## Task instructions
**a)** In the database versioning post, rewrite the paragraph beginning "I have seen many customer implementations" in a shorter form, keeping its main points.
**b)** According to the database versioning post, where is the version 3 upgrade moved within the pre-deployment script setup?
**c)** Continue the database versioning post from the point where it ends.

## Article
'''
BTW, I know the table value function fn_listextendedproperty exists. I prefer to use the sys.extended_properties table. I am hoping the SQL Team adds T-SQL support for extended properties eventually. When I think about it the following just feels right.

CREATE PROPERTY 'DBBuildVersion' ON DATABASE WITH VALUE '?’

SELECT * FROM DATABASE.PROPERTIES

UPDATE DATABASE.PROPERTIES SET DBBuildVersion = ’3’

Back to topic…

I have seen many customer implementations of data motion and upgrade scripts. There are reasons why one strategy may be more appealing than another and each affords some benefits that the others do not. I believe the strategies are most effective in combinations. I often recommend customers consider the Expected Schema and Database Version Stamp strategies combination. These 2 approaches work very well for teams using source code control and the database version is managed at design time. This combination also does not rely on the existence of data which may or may not be there for a database target or might get stepped on by database users or other code running against the database. The last thing you want is the database history table to get tampered with and scripts run when you did not intend them to. However, a database version history table can be useful for many things, but it should not be what ultimately controls the execution of your data motion or upgrade scripts. Using a persisted data to control execution actually will complicate your data motion scripts as you have to account for the non-existence of data.

Now, let’s update our example to use the Database Version Stamp and Expected Schema Conditions. First we will create our Extended Property in version 2 of the database schema hosted on my sandbox database instance.

EXEC sp_addextendedproperty @name='DBBuildVersion',

@value ='2',

@level0type = NULL,

@level0name = NULL,

@level1type = NULL,

@level1name = NULL,

@level2type = NULL,

@level2name = NULL

I also add the Extended Property to the database project like so:

[CustomerDB.extendedproperties.sql]

EXEC sp_addextendedproperty @name='DBBuildVersion',

@value ='3',

@level0type = NULL,

@level0name = NULL,

@level1type = NULL,

@level1name = NULL,

@level2type = NULL,

@level2name = NULL

I then update the pre and post deployment scripts to include expected schema conditions and version checks. In the pre-deployment script I move the version 3 upgrade into a new file in a sub-directory and include the file in the pre-deployment. These look like this:

[Script.PreDeployment.sql]

PRINT 'STARTING PREDEPLOYMENT SCRIPT...'

:r .\DataMotionUpgrades\Version3Upgrade.sql

PRINT 'PREDEPLOYMENT SCRIPT COMPLETE'

[.\Scripts\Pre-Deployment\DataMotionUpgrades\Version3Upgrade.sql]

--Version 3 Pre-Data Motion requred to upgrade version 1-2

IF EXISTS(

SELECT 1 FROM sys.extended_properties

WHERE class_desc = 'DATABASE'

AND name = 'DBBuildVersion'

AND (value = '2' OR value ='1'))
'''
## Given information
'''
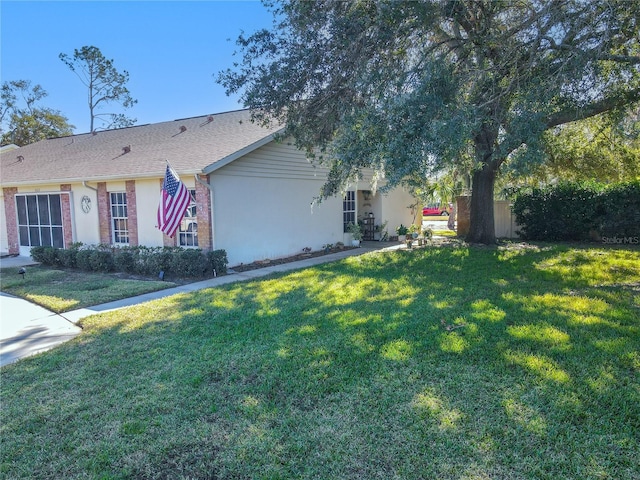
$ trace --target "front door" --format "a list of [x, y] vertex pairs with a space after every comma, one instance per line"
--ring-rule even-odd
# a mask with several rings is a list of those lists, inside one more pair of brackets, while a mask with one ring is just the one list
[[62, 201], [58, 194], [16, 195], [20, 255], [31, 247], [64, 247]]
'''
## Answers in order
**a)** Customers implement data motion and upgrade scripts with a range of strategies. Each offers benefits the others lack, and they work best in combination. The recommended pairing is Expected Schema with Database Version Stamp. It suits teams that use source code control and manage the database version at design time. This pairing doesn't rely on data that may be missing from a target or altered by users or other code. If a history table were tampered with, scripts could run when they shouldn't. A version history table has many uses, but it shouldn't control whether data motion or upgrade scripts execute. Relying on persisted data complicates those scripts because they must account for the data not existing.

**b)** It is moved into a new file in a sub-directory, and that file is included in the pre-deployment script.

**c)**
BEGIN

PRINT 'STARTING ADDIsKeyCustomer - PREDATAMOTO_CUSTOMERS_TABLE'

SET NOCOUNT ON

IF NOT EXISTS(

SELECT 1 FROM [sys].[syscolumns]

WHERE [sys].[syscolumns].[id] = OBJECT_ID('[Customer].[Customers]')

AND [sys].[syscolumns].[name] = 'IsKeyCustomer')

AND EXISTS(

SELECT * FROM [sys].[tables]

WHERE object_id = OBJECT_ID('[Customer].[Customers]'))

BEGIN

IF (SELECT COUNT(*) FROM [Customer].[Customers]) > 0

BEGIN

BEGIN TRY

BEGIN TRAN PREDATAMOTO_CUSTOMERS_TABLE

PRINT 'BACKING UP [Customer].[Customers]'

SELECT [Id],[FName],[LName],[Email],[Created],[Updated],[Deleted]

INTO [dbo].[v3xDATAMOTOxxxCustomers]

FROM [Customer].[Customers]

PRINT 'DELETING [Customer].[Customers]'

ALTER TABLE [Accounting].[CustomerInvoices] NOCHECK CONSTRAINT [FK_CustomerInvoices_Customer];

DELETE [Customer].[Customers]

COMMIT TRAN PREDATAMOTO_CUSTOMERS_TABLE;

END TRY

BEGIN CATCH

ROLLBACK TRAN PREDATAMOTO_CUSTOMERS_TABLE;

PRINT 'PREDATAMOTO_CUSTOMERS_TABLE TRANSACTION ROLLED BACK'

PRINT CAST(ERROR_NUMBER() AS CHAR(5)) + ERROR_MESSAGE()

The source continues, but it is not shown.